List each line in the rows below that contains the string "point" by copying the whole line. Uppercase and lowercase letters count as different.

## start

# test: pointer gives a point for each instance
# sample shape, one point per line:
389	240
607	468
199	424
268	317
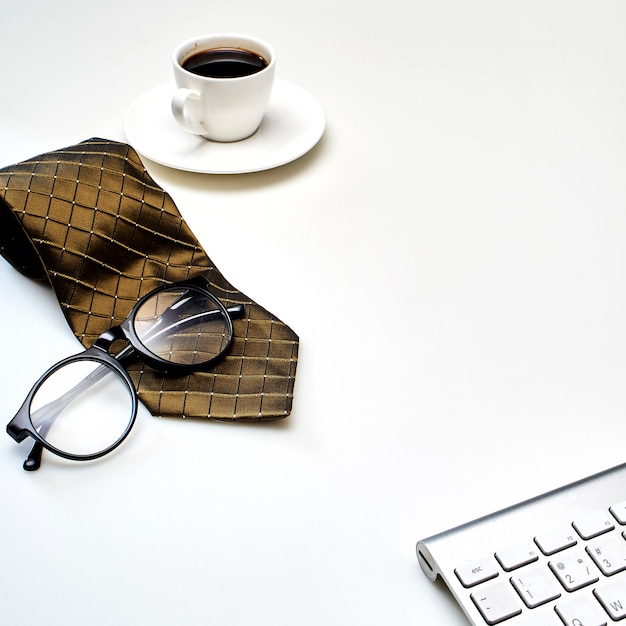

## end

#### CORRECT RESPONSE
# test: pointer gives a point for each instance
# sample shape, one point per line:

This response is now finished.